■ Tasks to complete ■
1 – According to the overview of the LLM architecture gallery, why is the industry moving from dense architectures to Sparse Mixture-of-Experts? Answer in one to three sentences.
2 – In the overview of the LLM architecture gallery, which alternative layers are named as being blended with transformer blocks in the new hybrid architectures?
3 – Please continue the overview of the LLM architecture gallery from the end of its last paragraph.

■ Given passage ■
################

The LLM Architecture Gallery: Mapping the Evolution of Open-Weight Models

This technical gallery provides a detailed comparison of prominent open-weight LLM architectures released between 2024 and 2026. It tracks the evolution of model design from standard dense decoders to complex Sparse Mixture-of-Experts and hybrid systems like Mamba-transformer blends. By documenting specific parameters and attention mechanisms, the resource highlights the industry's intense focus on inference efficiency and long-context performance.
Key Points
- The industry is rapidly transitioning from traditional dense architectures to Sparse Mixture-of-Experts (MoE) to optimize the ratio of total parameters to active inference costs.
- Advanced attention mechanisms such as Multi-Head Latent Attention (MLA) and sliding-window attention are becoming standard for reducing KV cache overhead in long-context models.
- A new wave of hybrid architectures is emerging, blending transformer blocks with alternative layers like Mamba-2, DeltaNet, or Lightning Attention for improved scaling.
- Normalization and stability techniques, including QK-Normalization and variations in residual layouts (pre-norm vs. post-norm), remain critical differentiators in modern training recipes.
- The gallery emphasizes transparency by providing direct links to tech reports, configuration files, and 'from scratch' implementation code for open-weight models.
Sentiment
Overwhelmingly positive toward the resource itself, with strong appreciation for the quality and presentation. The intellectual discussion leans toward a gentle counterpoint: while architecture matters, the gallery highlights how convergent modern designs are, and the real story of LLM progress lies in scale and training. This is more of a 'yes, and...' nuance than genuine disagreement.

################

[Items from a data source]
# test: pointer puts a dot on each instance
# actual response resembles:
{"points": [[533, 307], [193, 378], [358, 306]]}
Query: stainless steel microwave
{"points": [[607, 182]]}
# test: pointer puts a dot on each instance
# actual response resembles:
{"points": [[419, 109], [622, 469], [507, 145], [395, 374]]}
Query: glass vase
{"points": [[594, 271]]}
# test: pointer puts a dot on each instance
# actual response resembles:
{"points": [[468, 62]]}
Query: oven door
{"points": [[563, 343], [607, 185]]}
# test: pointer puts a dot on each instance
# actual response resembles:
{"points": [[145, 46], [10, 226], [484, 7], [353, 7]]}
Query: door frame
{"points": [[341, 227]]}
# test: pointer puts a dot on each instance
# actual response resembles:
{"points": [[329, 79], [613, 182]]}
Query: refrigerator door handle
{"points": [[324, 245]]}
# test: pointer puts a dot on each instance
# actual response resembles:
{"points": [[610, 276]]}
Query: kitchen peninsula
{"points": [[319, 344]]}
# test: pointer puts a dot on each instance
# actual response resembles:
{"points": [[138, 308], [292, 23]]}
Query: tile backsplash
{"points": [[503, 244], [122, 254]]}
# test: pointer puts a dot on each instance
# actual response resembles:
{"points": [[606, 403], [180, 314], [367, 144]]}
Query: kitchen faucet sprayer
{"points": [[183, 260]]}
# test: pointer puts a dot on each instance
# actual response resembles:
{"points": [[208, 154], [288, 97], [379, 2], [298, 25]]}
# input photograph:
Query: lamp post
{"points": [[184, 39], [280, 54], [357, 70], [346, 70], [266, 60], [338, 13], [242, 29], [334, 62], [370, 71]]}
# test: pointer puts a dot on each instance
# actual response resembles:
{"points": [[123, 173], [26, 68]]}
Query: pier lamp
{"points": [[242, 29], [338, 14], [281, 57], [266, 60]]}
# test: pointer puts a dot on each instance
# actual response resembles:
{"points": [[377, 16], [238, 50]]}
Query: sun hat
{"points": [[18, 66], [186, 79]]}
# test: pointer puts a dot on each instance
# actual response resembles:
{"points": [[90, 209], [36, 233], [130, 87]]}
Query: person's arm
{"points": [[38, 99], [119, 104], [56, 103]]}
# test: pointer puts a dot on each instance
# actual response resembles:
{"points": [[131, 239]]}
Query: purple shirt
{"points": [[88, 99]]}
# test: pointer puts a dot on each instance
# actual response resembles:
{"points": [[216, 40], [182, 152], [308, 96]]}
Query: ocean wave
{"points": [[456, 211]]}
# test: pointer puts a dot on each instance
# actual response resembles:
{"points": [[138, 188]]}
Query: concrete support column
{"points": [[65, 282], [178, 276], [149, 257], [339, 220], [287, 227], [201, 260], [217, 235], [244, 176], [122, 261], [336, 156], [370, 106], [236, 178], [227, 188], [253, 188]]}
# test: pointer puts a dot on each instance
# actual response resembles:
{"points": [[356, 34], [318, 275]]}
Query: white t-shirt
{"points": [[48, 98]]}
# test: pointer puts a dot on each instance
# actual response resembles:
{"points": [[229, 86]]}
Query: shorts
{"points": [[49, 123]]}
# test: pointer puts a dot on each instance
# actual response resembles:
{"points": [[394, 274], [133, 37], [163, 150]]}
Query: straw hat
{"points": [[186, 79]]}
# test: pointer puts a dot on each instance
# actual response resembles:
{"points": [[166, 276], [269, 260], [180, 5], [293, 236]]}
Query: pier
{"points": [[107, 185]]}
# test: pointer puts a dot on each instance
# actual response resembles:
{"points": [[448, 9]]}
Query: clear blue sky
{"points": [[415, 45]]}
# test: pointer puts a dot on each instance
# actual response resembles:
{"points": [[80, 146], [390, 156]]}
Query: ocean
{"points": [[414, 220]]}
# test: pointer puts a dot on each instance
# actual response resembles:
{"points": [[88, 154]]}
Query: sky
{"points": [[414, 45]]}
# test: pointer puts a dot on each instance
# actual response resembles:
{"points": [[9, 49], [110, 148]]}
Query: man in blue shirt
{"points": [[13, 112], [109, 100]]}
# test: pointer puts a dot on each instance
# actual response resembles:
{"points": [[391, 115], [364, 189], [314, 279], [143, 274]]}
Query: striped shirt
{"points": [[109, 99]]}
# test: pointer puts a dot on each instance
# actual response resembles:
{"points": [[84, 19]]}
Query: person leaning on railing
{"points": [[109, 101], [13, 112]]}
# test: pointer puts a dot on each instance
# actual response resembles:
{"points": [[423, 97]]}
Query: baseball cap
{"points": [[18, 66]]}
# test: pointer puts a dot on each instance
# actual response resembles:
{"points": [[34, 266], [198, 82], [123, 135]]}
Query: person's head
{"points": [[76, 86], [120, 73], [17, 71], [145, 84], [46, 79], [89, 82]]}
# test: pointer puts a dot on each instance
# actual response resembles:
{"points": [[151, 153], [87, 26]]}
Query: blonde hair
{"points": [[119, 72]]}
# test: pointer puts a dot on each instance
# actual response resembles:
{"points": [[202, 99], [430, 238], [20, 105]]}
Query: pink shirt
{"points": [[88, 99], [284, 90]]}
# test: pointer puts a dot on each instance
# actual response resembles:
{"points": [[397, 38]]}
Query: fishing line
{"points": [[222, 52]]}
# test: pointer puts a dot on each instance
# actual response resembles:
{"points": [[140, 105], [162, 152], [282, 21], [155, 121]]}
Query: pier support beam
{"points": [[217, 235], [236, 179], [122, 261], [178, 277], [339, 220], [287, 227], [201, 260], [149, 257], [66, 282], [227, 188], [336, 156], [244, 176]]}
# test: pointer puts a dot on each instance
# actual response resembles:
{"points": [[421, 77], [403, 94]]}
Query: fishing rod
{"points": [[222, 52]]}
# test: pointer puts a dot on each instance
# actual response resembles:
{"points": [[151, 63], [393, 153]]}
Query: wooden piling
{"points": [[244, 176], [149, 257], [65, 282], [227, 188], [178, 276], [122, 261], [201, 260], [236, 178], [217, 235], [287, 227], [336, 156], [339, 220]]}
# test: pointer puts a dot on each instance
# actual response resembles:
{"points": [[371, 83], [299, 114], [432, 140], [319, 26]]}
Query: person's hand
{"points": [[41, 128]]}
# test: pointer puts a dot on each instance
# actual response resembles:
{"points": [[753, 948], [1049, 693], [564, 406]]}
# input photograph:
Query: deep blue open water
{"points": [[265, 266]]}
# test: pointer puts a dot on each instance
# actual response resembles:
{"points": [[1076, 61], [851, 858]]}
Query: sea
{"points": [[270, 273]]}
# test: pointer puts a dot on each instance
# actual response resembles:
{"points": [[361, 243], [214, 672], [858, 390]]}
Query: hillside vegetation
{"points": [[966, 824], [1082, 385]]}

################

■ Expected results ■
1 – The industry is making this move to optimize the ratio of total parameters to active inference costs. A Sparse Mixture-of-Experts model can hold many parameters in total while keeping the cost of inference tied to the parameters that are active.

2 – Mamba-2, DeltaNet, and Lightning Attention.

3 –
In Agreement
- The gallery is an excellent, well-executed reference for understanding the internal architecture of modern LLMs, comparable to the Neural Network Zoo for earlier architectures.
- Architectural details like attention mechanisms and normalization techniques matter for practical concerns such as context window behavior, inference efficiency, and prompt pattern effectiveness.
- The resource fills an important gap for practitioners and researchers wanting a modular understanding of how real-world models are engineered.
Opposed
- The gallery inadvertently reveals how little fundamental architectural innovation has occurred since GPT-2 — modern models are still stacked attention and feed-forward layers, with the real gains coming from scaling and training methods like RLVR.
- Competitiveness in LLMs comes from scale, data quality, and fine-tuning rather than architecture, making the architectural differences cataloged less important than they might appear.
- The gallery would be more useful with evolutionary context — a family tree or influence layout showing how architectures descended from each other, rather than presenting them as independent entries.